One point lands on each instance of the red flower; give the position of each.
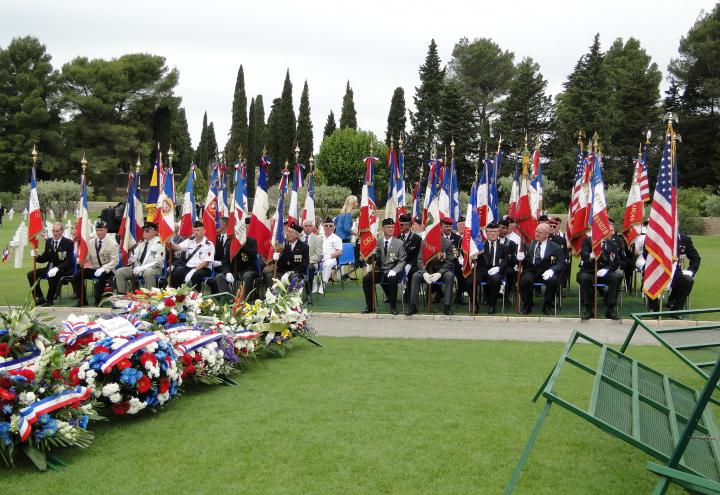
(73, 378)
(125, 363)
(120, 407)
(143, 384)
(6, 394)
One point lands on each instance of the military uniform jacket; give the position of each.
(294, 259)
(395, 257)
(154, 256)
(610, 256)
(445, 262)
(60, 258)
(244, 261)
(197, 252)
(108, 256)
(553, 259)
(412, 248)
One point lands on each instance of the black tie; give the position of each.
(142, 256)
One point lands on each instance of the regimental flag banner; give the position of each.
(188, 212)
(210, 213)
(259, 222)
(634, 207)
(525, 221)
(82, 228)
(661, 240)
(367, 222)
(432, 245)
(600, 224)
(35, 224)
(578, 213)
(309, 208)
(293, 213)
(472, 242)
(238, 212)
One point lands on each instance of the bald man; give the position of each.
(542, 261)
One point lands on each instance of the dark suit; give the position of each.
(62, 258)
(681, 284)
(292, 260)
(552, 259)
(610, 259)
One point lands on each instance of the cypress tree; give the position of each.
(329, 125)
(396, 116)
(239, 126)
(304, 137)
(427, 103)
(348, 115)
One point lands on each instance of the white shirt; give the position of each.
(331, 244)
(205, 253)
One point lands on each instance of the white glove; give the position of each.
(640, 263)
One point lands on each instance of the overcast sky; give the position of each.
(376, 45)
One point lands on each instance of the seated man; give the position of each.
(608, 272)
(492, 266)
(243, 265)
(332, 249)
(146, 261)
(199, 254)
(100, 263)
(60, 258)
(440, 267)
(292, 262)
(542, 260)
(387, 262)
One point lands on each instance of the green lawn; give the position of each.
(361, 416)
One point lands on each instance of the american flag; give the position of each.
(662, 227)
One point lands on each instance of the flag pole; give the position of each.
(83, 162)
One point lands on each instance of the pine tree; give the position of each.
(239, 127)
(396, 116)
(348, 115)
(329, 125)
(303, 136)
(427, 103)
(527, 109)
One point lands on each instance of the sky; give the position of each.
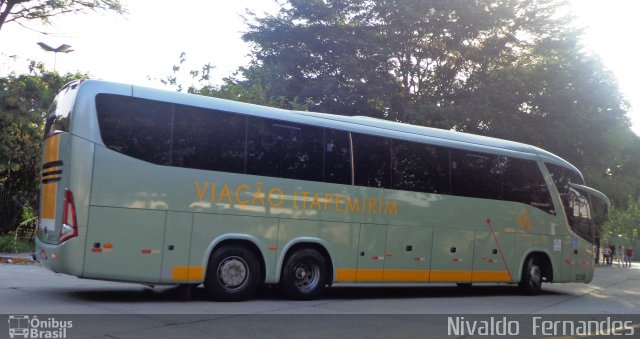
(142, 46)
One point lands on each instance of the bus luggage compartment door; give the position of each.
(124, 244)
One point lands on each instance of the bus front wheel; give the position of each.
(233, 274)
(531, 282)
(304, 275)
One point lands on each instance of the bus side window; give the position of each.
(372, 161)
(208, 139)
(476, 175)
(337, 157)
(420, 167)
(523, 182)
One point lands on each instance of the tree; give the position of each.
(44, 10)
(24, 100)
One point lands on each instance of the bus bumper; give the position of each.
(67, 258)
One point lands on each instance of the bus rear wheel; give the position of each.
(304, 275)
(531, 282)
(233, 274)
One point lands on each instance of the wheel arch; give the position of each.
(252, 243)
(545, 261)
(300, 243)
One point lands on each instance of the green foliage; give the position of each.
(24, 100)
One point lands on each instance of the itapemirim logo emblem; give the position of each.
(24, 326)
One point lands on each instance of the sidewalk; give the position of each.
(17, 258)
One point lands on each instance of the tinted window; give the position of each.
(136, 127)
(420, 167)
(208, 139)
(284, 149)
(523, 182)
(477, 175)
(337, 157)
(372, 157)
(576, 205)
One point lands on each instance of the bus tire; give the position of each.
(531, 282)
(304, 275)
(233, 274)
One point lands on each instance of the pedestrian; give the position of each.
(628, 255)
(597, 250)
(612, 254)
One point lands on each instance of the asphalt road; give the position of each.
(119, 310)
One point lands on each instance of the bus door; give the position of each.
(452, 255)
(407, 254)
(176, 250)
(371, 253)
(124, 244)
(577, 249)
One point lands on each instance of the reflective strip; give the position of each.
(379, 275)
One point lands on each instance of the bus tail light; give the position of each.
(69, 223)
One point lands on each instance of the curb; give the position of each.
(17, 258)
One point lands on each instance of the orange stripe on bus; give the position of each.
(406, 276)
(51, 148)
(379, 275)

—————

## What this task involves
Can you copy out, word for word, each line from the one containing "One point lands on each instance of the curb;" through the final line of the list, both included?

## Reply to the task
One point lands on each instance of the curb; give the position of each.
(17, 258)
One point lands on each instance of the orange stripe on bus; give the position of each.
(406, 276)
(51, 148)
(379, 275)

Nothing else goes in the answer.